A Falmouth Packet of October, 1962, reported that Cornwall County Council was to make it one-way - along with Market Street, Church Street and Arwenack Street becoming one-way from 9 am to 7 pm on weekdays only!
There had been no objections to the latter proposal, but a notable effect of the High Street change was the re-routing of the Falmouth to Penryn bus service.
Local bus operators objected to this re-routing up Berkeley Vale and through Trevethan Road, Jubilee Road, Beacon Road and Old Hill to link up with North Parade.
The protest was supported by residents of the Greenbank/Stratton Terrace area who, the Packet pointed out, were to be “deprived of a public transport service which has existed since the days of the old horse-drawn buses.”
The same issue of the Packet also headlined another “growing problem” - namely, the price of a haircut in Falmouth.

....

Do this: Continue the text about Falmouth's 1962 one-way street changes, picking up after its final sentence about the price of a haircut. The listing that follows is separate material and has no connection to the text about Falmouth's 1962 one-way street changes.

....

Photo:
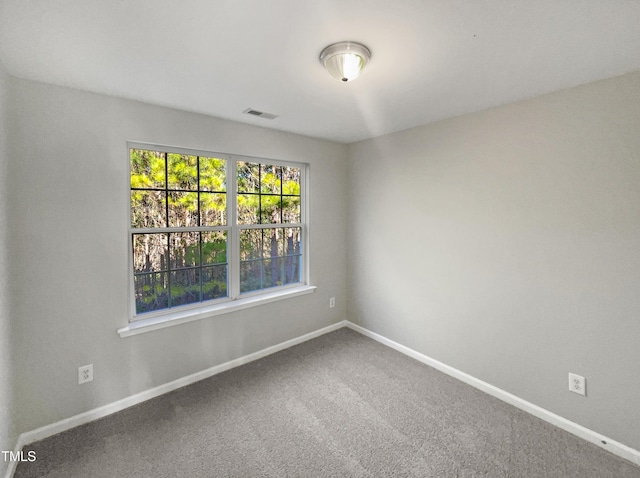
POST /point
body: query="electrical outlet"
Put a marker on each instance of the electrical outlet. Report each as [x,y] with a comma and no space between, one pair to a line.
[577,384]
[85,374]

....

Task answer:
“It is on the cards that the hairdressers of the town must put up their prices before long or go out of business; it's as simple as that,” warned the then Pendennis column.
“A fortnight from now they are due to pay their assistants more money and, frankly, I don't see how they can avoid passing on some of the burden to the customer.
“The average price of a short back and sides throughout the country is 3s (15p). Most large towns are charging 4s (20p), yet it is still possible in Falmouth to get a half-a-crown (12½ p) haircut.”